PAGE EXTRACT:
+ + + +
I Ty was given another lease on life, even with his dysfunctional design, we may have a chance to actually compete!
So once again, I pulled out my Googlenomics degree and got us some info on good techniques. Ty and I worked feverishly together to pull everything together. It was actually really fun teaching him about polishing axles and lubricating wheels. By the end of the night, we had a car that I thought would not only finish the race but even have a chance of beating a car or two.
Then race day came and all of that confidence came crashing down. I took one look at the competition and knew we were in for trouble. A second look at the extremely LONG track and trouble was an understatement. At that point the best that I could hope for was for our car to make it all the way down the track. I also ran into a few of “Those Dads” that I mentioned earlier. It was quite sad, one Dad even scolded his son for requesting to hold HIS car. After that, my outlook took a completely different view. It didn’t matter if Ty’s car had all its wheels fall off, the fact that we built it together and he was in charge of the direction construction took was enough to make me all warm and fuzzy inside.
+ + + +
RECORD EXTRACTS:
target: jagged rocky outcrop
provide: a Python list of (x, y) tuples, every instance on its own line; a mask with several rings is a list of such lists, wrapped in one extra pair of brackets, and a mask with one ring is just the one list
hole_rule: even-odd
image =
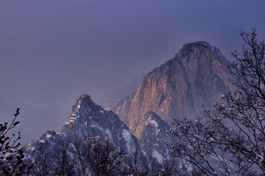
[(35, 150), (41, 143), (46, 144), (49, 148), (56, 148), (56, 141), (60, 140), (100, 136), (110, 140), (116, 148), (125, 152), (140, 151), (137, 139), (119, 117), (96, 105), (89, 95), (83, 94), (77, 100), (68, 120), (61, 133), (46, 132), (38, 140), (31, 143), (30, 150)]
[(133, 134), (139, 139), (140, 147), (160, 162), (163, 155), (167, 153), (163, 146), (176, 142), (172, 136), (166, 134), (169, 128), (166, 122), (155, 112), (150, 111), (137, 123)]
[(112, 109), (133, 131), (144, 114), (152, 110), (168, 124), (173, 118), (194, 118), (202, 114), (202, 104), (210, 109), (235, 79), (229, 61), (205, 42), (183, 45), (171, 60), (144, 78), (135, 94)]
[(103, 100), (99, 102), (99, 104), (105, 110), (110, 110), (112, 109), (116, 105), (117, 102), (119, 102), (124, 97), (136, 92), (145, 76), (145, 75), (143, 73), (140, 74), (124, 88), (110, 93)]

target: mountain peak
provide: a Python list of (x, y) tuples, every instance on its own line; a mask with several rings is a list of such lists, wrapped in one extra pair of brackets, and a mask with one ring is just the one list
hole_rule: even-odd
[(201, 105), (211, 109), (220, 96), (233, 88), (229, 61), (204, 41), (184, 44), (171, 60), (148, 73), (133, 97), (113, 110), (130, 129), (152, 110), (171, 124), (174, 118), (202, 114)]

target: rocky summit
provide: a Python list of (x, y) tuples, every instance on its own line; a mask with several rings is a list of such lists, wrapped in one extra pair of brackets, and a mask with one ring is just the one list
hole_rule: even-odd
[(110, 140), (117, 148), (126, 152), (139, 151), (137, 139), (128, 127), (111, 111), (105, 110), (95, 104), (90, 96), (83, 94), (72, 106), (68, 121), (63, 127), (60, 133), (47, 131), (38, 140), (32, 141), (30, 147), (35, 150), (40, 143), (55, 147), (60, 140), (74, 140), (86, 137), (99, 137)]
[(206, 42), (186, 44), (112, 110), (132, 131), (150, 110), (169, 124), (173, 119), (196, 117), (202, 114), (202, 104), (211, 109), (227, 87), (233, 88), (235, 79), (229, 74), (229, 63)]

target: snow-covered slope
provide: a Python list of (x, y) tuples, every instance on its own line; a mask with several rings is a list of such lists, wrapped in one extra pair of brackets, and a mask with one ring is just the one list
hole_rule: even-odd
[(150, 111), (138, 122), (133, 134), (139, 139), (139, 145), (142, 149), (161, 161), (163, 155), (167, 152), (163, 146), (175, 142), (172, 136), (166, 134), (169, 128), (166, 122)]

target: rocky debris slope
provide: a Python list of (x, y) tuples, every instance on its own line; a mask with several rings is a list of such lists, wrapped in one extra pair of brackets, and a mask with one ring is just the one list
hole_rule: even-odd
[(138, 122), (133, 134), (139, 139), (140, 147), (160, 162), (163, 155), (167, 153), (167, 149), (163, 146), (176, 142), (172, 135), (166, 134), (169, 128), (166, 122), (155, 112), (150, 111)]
+ + + +
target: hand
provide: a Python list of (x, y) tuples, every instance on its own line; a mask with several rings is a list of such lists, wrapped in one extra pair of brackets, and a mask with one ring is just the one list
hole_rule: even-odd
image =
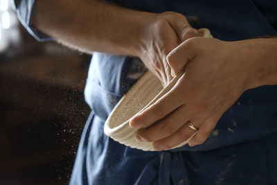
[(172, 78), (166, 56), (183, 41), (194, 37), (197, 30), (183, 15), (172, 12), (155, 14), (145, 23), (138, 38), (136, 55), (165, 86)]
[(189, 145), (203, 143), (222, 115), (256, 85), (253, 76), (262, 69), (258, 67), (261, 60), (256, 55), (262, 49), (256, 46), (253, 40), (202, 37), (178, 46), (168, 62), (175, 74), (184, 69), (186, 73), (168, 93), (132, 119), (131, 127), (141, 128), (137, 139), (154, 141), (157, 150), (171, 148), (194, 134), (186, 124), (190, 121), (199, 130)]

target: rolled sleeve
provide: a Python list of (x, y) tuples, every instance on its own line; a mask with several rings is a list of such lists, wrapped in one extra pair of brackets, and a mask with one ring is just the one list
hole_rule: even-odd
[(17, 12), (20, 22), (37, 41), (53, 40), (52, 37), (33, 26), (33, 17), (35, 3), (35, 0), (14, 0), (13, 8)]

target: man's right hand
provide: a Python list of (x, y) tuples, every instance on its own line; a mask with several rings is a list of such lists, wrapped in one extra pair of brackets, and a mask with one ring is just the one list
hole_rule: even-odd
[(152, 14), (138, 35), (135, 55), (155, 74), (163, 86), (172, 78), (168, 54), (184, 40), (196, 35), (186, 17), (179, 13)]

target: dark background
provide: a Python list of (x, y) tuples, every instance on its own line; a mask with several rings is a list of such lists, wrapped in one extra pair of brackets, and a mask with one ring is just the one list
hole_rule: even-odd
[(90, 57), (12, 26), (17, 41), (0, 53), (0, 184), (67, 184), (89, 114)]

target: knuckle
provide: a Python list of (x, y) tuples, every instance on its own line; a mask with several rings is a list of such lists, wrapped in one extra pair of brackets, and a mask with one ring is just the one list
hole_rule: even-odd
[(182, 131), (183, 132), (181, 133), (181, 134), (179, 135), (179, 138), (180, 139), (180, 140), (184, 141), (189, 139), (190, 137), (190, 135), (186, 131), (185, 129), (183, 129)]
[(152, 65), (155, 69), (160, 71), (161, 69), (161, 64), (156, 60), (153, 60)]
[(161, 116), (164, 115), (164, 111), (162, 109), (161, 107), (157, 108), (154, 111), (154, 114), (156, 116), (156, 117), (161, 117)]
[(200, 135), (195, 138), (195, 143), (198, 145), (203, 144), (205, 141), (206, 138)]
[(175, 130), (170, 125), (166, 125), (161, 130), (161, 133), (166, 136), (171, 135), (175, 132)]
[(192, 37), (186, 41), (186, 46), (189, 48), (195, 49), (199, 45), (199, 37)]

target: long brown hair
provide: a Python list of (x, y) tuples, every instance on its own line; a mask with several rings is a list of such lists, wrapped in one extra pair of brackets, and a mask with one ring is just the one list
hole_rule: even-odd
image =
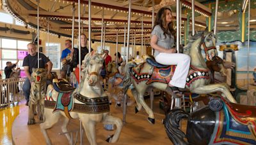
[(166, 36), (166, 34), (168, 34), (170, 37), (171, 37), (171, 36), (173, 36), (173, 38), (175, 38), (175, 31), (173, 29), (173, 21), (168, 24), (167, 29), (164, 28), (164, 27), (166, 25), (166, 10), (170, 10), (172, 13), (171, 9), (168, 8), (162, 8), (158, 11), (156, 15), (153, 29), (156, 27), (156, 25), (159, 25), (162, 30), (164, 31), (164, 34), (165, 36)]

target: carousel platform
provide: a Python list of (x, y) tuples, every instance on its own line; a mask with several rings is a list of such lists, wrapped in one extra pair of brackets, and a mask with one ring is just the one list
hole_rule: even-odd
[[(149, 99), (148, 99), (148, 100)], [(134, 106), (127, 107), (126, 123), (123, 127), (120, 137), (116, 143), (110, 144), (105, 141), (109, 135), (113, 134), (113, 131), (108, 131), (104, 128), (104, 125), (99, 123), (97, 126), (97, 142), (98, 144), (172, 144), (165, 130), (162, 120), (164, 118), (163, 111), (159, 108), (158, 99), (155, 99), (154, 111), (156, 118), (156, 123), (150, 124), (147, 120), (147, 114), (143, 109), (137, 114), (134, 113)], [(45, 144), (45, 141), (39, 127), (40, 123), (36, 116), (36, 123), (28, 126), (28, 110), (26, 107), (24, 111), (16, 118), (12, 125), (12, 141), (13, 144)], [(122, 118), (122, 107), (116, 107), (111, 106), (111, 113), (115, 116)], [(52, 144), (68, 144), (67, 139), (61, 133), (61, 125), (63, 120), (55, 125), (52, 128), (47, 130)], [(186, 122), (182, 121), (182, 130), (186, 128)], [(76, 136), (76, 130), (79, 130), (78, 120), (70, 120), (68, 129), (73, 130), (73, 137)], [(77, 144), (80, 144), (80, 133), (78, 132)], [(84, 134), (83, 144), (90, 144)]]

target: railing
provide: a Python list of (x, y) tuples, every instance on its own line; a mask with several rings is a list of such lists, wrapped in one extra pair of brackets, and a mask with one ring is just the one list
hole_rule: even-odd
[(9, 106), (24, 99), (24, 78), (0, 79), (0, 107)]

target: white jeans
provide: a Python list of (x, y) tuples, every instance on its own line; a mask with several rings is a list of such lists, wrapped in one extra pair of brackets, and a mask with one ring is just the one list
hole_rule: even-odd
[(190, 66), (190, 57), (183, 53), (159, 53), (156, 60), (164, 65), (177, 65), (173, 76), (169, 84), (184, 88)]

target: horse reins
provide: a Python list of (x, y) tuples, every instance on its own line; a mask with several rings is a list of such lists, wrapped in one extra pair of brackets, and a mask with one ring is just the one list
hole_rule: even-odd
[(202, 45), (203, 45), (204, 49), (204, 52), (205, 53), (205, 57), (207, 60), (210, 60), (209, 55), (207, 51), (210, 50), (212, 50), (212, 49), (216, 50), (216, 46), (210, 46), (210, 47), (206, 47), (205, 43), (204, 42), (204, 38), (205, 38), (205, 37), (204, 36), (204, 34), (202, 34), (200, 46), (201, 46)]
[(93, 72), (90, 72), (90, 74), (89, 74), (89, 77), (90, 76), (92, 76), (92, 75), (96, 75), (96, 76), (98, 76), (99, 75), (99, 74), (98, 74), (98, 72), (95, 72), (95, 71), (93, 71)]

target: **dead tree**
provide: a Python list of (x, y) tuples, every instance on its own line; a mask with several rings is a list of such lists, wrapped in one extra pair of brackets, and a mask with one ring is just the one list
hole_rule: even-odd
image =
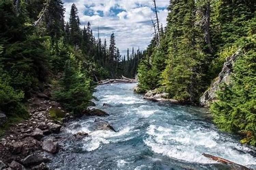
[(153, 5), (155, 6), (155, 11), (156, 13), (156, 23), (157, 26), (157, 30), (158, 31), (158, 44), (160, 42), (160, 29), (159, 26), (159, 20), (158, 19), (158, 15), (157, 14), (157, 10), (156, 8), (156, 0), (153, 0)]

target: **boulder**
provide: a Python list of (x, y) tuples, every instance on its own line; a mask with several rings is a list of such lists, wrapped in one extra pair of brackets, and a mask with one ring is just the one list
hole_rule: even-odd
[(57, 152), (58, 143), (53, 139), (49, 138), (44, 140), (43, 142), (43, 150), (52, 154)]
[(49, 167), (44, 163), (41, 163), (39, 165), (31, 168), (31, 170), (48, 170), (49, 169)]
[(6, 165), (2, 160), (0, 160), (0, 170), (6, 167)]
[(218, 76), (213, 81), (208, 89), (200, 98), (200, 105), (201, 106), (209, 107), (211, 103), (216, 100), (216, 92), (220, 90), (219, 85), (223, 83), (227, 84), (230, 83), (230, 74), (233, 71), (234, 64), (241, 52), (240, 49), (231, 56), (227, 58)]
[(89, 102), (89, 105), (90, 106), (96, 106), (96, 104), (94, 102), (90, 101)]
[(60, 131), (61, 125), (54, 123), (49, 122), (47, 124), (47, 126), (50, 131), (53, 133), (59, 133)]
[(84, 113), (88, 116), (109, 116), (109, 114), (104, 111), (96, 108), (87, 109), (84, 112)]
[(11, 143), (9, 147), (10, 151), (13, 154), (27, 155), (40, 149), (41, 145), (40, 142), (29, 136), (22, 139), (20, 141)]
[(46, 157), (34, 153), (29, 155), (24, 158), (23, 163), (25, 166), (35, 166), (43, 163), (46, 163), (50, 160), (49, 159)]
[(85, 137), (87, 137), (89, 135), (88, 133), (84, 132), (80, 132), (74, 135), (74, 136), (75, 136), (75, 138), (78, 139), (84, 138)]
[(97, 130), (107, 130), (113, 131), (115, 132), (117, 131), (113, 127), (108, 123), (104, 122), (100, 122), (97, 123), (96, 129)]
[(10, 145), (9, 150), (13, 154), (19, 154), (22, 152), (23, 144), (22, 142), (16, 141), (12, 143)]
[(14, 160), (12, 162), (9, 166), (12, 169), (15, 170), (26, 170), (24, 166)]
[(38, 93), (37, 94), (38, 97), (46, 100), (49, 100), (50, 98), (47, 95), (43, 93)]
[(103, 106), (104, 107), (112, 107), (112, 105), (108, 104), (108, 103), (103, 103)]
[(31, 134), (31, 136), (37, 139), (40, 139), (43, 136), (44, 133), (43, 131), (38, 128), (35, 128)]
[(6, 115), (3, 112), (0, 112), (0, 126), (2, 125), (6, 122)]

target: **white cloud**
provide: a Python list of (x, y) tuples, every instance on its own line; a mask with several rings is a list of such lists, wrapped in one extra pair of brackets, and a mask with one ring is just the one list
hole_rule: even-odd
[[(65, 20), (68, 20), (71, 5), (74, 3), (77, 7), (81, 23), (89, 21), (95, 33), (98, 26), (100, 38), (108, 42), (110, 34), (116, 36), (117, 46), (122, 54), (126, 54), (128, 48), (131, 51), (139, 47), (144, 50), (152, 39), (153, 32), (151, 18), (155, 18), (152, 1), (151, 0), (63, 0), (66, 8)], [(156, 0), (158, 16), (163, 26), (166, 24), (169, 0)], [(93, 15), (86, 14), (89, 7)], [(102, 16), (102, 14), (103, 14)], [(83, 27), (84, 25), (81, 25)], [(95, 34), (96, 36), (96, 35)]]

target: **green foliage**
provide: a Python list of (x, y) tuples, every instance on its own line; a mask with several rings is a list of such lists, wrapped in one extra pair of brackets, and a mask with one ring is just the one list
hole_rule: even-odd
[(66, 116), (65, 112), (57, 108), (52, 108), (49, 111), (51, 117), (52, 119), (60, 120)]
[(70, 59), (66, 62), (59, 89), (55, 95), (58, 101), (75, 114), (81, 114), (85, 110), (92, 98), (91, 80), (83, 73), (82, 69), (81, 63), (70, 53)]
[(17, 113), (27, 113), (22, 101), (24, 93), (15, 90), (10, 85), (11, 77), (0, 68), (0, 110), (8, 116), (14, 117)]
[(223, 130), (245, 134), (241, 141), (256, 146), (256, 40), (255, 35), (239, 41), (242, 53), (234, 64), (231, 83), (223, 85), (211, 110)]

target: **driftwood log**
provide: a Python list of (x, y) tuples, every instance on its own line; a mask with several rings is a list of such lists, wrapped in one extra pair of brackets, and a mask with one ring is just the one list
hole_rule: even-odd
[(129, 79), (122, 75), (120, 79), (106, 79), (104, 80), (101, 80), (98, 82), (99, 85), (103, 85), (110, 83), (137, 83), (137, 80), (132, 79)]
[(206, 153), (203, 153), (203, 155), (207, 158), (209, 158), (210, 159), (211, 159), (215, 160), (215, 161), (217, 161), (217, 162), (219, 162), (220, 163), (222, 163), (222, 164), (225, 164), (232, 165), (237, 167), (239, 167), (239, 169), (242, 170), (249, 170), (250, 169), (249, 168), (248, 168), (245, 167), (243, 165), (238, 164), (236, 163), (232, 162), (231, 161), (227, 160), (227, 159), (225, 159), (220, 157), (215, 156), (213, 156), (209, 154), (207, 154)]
+ + + +
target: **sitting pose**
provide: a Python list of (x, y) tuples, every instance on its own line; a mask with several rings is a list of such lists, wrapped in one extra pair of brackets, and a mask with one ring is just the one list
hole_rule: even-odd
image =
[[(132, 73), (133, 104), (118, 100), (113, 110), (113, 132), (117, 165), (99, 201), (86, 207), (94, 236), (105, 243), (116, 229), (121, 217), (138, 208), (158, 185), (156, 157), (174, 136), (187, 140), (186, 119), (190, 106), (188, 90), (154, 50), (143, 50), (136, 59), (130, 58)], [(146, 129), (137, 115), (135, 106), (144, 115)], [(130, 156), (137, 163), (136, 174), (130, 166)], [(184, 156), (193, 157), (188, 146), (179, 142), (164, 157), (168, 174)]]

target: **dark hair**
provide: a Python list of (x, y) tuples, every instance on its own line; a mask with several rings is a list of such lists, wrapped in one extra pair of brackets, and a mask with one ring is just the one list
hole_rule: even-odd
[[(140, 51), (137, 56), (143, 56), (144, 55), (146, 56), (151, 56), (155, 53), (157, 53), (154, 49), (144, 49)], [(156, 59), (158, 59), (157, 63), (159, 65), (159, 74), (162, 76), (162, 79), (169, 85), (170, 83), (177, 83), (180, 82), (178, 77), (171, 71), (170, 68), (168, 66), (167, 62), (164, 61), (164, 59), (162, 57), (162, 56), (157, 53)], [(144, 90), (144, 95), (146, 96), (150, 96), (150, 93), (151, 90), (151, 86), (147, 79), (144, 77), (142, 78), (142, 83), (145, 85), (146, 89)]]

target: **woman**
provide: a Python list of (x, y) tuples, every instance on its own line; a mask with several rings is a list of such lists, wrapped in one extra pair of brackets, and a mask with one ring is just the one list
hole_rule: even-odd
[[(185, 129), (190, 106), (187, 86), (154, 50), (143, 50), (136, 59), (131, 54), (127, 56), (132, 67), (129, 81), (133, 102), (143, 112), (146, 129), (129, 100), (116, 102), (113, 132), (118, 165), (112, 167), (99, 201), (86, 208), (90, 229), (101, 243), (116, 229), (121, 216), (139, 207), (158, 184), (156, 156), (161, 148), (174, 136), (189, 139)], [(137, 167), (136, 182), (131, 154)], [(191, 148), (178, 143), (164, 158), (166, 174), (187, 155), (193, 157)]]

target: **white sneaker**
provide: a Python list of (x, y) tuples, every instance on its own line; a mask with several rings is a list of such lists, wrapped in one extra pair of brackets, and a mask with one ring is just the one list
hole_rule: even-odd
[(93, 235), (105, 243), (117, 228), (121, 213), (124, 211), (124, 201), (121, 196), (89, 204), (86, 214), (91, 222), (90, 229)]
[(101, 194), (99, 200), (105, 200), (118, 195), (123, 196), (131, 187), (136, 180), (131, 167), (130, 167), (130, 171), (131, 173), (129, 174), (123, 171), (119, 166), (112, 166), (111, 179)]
+ + + +
LIST OF TASKS:
[a] Could you reproduce the account of building Ty's race car from "I Ty was given" up to and including "car or two."?
[b] Which sentences in the account of building Ty's race car contain the word "car"? Quote each one in full.
[c] Can you pick up the account of building Ty's race car after its final sentence and continue writing?

ANSWERS TO EACH TASK:
[a]
I Ty was given another lease on life, even with his dysfunctional design, we may have a chance to actually compete!
So once again, I pulled out my Googlenomics degree and got us some info on good techniques. Ty and I worked feverishly together to pull everything together. It was actually really fun teaching him about polishing axles and lubricating wheels. By the end of the night, we had a car that I thought would not only finish the race but even have a chance of beating a car or two.

[b]
By the end of the night, we had a car that I thought would not only finish the race but even have a chance of beating a car or two.
At that point the best that I could hope for was for our car to make it all the way down the track.
It was quite sad, one Dad even scolded his son for requesting to hold HIS car.
It didn’t matter if Ty’s car had all its wheels fall off, the fact that we built it together and he was in charge of the direction construction took was enough to make me all warm and fuzzy inside.

[c]
Well race time was upon us and we all waited patiently for Ty’s car to make its way to the track. Finally it was his turn and I prayed that his car made it to the finish line. The look on the other kids faces when their cars didn’t finish was almost unbearable. The whistle blew, the pins dropped and the cars were on their way. Much to my surprise, Ty’s car was actually competing, keeping up with the other cars while going down the slop. Then the cars hit the straight away and that’s when it happened. That’s when I noticed Ty’s car take a commanding lead, decimating the competition by an entire second!!! I couldn’t believe it, our car took freaking 1st place in the first race. We were so excited! The 2nd and 3rd races yielded 2nd place results. I was totally stunned, we were doing way better than I had anticipated. Then the last race came and we pulled off another first place win. This was unbelievable, our car did excellent and might even win a medal for 2nd place in our Den. Ty was pumped and so was I as we quietly awaited the final results.
The results were in and Den #9 winners were being announced. Ty’s name wasn’t called for 3rd place, he looked disappointed. I knew he had 2nd place on lock, so I wasn’t worried. Ty’s name wasn’t called for 2nd place, now I looked disappointed; we had come so far and competed so hard to walk away empty handed. That’s when 1st place was announced and Ty’s name was heard crystal clear. It was amazing, we took first place in our Den, more than either of us imagined. But that wasn’t the end of it, the Pack (50 cars in total) were about to be announced. Coming in 5th place, a 2 way tie, and one of those cars belonged to Ty. WHHHHAAAATTTT, we took 5th place, 5th freaking place? That means we get a trophy, a freaking trophy!!! Ty and I took his design from the little car who could and turned it into the little car that did!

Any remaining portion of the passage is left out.